Please pull out every line of the records below that contains the word "backhoe" and copy each one in full. Case counts.

***** Information supplied

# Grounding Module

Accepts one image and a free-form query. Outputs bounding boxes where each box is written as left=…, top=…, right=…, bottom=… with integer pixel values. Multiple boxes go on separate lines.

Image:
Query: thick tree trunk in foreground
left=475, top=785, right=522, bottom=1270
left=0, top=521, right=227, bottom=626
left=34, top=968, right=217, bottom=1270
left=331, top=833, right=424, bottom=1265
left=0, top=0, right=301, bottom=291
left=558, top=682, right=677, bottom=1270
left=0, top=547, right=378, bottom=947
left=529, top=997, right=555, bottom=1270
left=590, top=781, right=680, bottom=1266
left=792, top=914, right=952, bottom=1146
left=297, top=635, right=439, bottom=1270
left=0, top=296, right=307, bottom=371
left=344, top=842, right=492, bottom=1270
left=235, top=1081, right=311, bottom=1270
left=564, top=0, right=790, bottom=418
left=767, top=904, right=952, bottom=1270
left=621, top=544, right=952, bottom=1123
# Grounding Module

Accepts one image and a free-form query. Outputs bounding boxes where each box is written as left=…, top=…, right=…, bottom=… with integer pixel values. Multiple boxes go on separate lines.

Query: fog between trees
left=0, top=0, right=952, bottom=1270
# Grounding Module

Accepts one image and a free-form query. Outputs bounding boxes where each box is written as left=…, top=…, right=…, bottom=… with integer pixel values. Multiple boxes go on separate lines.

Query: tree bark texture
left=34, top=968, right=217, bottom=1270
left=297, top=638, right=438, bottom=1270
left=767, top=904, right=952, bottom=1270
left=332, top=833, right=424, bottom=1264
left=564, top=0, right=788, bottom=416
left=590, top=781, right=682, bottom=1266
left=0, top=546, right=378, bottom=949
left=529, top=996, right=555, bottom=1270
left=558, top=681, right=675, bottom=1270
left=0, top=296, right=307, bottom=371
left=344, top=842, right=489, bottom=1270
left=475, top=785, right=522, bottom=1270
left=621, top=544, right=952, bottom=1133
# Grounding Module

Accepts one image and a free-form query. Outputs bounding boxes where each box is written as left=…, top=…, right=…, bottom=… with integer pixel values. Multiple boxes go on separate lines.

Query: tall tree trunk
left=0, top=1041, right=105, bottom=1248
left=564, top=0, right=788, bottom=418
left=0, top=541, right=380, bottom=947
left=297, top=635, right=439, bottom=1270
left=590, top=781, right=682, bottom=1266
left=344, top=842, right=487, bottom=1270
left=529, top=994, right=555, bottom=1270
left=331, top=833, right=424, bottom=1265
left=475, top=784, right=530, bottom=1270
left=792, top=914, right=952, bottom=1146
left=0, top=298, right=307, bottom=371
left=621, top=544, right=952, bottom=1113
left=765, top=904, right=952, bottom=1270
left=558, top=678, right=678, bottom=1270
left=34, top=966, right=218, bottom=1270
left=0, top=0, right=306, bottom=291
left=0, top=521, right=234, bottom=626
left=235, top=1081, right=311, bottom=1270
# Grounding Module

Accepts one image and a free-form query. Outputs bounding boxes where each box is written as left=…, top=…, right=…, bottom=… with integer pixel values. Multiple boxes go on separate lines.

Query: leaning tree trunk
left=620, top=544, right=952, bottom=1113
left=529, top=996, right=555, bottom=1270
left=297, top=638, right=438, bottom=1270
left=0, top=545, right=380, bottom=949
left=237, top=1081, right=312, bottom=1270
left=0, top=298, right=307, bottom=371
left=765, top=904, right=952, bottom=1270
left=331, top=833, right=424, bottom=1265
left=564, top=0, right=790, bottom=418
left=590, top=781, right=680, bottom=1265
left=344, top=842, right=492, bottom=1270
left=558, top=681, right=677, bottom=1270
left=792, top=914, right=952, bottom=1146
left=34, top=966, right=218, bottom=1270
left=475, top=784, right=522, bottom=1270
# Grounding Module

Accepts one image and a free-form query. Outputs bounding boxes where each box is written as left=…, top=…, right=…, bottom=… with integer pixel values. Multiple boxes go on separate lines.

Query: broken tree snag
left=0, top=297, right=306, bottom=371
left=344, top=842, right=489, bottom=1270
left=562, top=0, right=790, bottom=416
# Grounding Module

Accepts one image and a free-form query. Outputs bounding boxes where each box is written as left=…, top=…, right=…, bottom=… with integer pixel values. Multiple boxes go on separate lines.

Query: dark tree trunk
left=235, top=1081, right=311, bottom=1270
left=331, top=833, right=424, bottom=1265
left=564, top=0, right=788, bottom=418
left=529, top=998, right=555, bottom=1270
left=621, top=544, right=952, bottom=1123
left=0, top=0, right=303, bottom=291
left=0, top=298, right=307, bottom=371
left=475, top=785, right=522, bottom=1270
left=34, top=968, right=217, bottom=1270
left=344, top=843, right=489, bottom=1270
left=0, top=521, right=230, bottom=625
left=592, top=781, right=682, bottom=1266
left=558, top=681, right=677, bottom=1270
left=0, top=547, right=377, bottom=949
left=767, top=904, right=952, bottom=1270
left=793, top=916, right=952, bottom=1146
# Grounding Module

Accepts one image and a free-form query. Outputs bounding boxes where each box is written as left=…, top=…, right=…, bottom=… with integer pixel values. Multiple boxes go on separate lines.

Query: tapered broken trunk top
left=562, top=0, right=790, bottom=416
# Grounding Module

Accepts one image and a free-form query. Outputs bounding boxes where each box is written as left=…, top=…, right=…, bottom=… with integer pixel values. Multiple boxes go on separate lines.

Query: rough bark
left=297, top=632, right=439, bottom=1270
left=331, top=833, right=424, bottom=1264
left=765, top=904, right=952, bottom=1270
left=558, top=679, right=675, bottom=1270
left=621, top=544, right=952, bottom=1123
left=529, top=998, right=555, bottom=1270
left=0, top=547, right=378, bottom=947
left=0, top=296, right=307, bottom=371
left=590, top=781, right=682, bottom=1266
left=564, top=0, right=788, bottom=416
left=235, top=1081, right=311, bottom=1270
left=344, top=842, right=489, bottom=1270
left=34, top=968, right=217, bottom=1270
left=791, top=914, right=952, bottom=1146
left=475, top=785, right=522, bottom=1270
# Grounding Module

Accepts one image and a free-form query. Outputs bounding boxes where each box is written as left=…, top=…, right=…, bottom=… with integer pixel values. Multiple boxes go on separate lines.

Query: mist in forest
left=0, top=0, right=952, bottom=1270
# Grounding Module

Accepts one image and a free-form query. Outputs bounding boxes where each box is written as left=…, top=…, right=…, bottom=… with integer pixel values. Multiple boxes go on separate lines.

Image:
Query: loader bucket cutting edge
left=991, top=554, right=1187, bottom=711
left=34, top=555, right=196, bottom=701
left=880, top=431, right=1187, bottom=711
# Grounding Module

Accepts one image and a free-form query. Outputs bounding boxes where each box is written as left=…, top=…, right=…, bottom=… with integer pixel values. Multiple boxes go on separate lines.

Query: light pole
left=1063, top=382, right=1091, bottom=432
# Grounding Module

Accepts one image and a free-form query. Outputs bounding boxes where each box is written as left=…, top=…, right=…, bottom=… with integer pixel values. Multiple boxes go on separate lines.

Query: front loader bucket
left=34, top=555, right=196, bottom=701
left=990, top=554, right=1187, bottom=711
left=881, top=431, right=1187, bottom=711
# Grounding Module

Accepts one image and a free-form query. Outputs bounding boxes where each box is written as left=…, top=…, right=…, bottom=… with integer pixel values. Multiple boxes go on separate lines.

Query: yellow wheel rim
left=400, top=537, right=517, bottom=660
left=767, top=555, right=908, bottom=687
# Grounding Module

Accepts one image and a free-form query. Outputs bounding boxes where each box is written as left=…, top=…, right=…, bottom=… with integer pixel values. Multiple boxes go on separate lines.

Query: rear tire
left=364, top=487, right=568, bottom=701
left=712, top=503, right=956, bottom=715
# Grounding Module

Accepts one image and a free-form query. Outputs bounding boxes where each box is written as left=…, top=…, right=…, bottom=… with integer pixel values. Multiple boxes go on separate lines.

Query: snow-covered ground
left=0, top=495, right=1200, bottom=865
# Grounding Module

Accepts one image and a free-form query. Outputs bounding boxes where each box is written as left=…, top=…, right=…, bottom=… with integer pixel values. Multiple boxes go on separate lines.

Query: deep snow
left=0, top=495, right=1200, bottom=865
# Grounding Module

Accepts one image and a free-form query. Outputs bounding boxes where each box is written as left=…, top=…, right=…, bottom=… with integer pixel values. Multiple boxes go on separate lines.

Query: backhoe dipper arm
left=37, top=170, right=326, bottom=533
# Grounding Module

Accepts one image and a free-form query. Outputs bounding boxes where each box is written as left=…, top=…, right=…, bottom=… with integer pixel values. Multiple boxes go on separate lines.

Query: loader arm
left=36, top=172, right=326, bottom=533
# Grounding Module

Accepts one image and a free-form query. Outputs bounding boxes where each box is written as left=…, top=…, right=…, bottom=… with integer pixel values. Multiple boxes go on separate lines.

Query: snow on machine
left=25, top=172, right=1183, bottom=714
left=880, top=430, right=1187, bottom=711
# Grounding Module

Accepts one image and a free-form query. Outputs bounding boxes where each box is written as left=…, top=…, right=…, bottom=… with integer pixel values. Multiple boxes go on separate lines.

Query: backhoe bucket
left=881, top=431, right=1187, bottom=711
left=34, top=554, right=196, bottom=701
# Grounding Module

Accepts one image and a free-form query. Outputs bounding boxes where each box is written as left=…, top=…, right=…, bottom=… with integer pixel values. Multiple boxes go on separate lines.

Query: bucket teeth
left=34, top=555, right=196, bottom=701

**********

◆ Task response:
Query: backhoe dipper arm
Query: backhoe bucket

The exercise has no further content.